▶ _Problem description_: An exact copy of all the data is the expected answer.

▶ _Available data_:

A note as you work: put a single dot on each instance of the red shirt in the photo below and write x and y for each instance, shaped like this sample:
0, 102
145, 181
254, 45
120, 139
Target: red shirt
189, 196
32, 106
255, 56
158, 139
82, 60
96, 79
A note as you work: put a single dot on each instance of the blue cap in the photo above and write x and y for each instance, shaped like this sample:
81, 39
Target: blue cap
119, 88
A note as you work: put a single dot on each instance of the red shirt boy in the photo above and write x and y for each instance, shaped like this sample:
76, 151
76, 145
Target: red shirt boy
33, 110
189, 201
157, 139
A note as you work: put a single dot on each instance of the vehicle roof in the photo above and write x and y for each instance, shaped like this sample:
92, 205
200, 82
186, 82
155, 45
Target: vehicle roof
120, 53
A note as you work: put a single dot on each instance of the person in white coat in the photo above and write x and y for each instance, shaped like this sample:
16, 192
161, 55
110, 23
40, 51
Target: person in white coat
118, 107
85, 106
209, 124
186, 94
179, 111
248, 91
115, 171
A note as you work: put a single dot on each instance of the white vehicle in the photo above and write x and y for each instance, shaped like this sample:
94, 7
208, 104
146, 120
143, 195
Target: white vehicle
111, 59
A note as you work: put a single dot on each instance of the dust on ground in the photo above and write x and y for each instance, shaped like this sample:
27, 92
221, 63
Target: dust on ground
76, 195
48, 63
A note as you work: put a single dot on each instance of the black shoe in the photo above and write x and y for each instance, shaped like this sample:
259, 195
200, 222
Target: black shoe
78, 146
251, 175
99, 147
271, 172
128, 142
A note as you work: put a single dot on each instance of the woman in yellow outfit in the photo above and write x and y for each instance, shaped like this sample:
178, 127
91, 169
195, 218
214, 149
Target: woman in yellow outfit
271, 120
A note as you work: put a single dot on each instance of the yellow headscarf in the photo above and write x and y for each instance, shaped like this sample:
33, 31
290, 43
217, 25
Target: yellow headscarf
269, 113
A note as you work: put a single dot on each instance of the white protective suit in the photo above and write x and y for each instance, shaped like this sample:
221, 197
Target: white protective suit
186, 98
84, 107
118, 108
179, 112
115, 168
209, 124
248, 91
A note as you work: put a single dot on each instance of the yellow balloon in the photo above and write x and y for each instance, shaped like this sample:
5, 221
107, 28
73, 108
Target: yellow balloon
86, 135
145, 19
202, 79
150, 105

▶ _Problem solution_:
A note as you work: put a single dot on each instance of the red shirt in the photo below and write x and y for each instance, shaped like this sample:
0, 102
145, 181
254, 45
120, 139
Target: red shirt
189, 196
32, 106
255, 56
158, 139
82, 60
96, 79
A note as you work: put a single dot on each instance of the blue cap in the photo above and write x and y for each instance, shaped like this sample:
81, 39
Target: blue cap
119, 88
A note as you work: put a single dot on each instance of the red shirt boy in the photo above and write x and y for each instance, shaped like this sample:
76, 151
76, 145
Target: red shirt boy
33, 110
189, 201
157, 139
A note as you work: put a single dot on each instance of the vehicle roof in the photo above and write x and y for each instance, shaped like this sample:
92, 205
200, 82
186, 82
155, 45
Target: vehicle roof
120, 53
A note as you work: put a single dot on each instance of the person in white coat in the photo above and write x and y for each instance, shaped like this sample:
16, 192
161, 55
110, 23
40, 51
Target: person in white coat
118, 107
85, 106
209, 124
186, 94
179, 111
248, 91
115, 171
A note as you work: put a single dot on each instance of the white vehicle in the photo above and write x and y for each instance, shaped like this sample:
94, 7
208, 104
146, 120
143, 195
Target: white vehicle
111, 59
A note as you work: put a single dot on each instance of the dust on ground in the photo above and write x and y for each instance, shaped like this sample:
27, 92
221, 63
Target: dust on ground
76, 195
48, 63
A note as you work: put a single dot on each instance of the black shoe in the photo above and write x and y for each instance, shaped like this sample:
259, 195
200, 222
Target: black shoe
78, 146
251, 175
99, 147
271, 172
128, 142
A note as you work: put a single dot on each instance of the woman in yellow outfit in the photo above and write x and y for each instance, shaped like this sample:
178, 127
91, 169
195, 218
214, 149
Target: woman in yellow outfit
271, 120
A note as you work: put a single dot on each instance of the yellow headscarf in the photo above and write x and y for each instance, shaped like this sample:
33, 31
290, 43
217, 25
Target: yellow headscarf
269, 113
A note as you work: put a single dot on each instance of the white protective suit in the photo above and write x and y for each instance, shaped like this sample:
221, 197
Target: white protective suit
186, 98
84, 107
118, 108
179, 112
115, 168
209, 124
248, 91
A note as you work: put a single dot on each instance of the yellow balloon in the photo above and write x and y for each instance, shaped like this sample:
5, 221
107, 28
73, 108
Target: yellow balloon
86, 135
145, 19
202, 79
150, 105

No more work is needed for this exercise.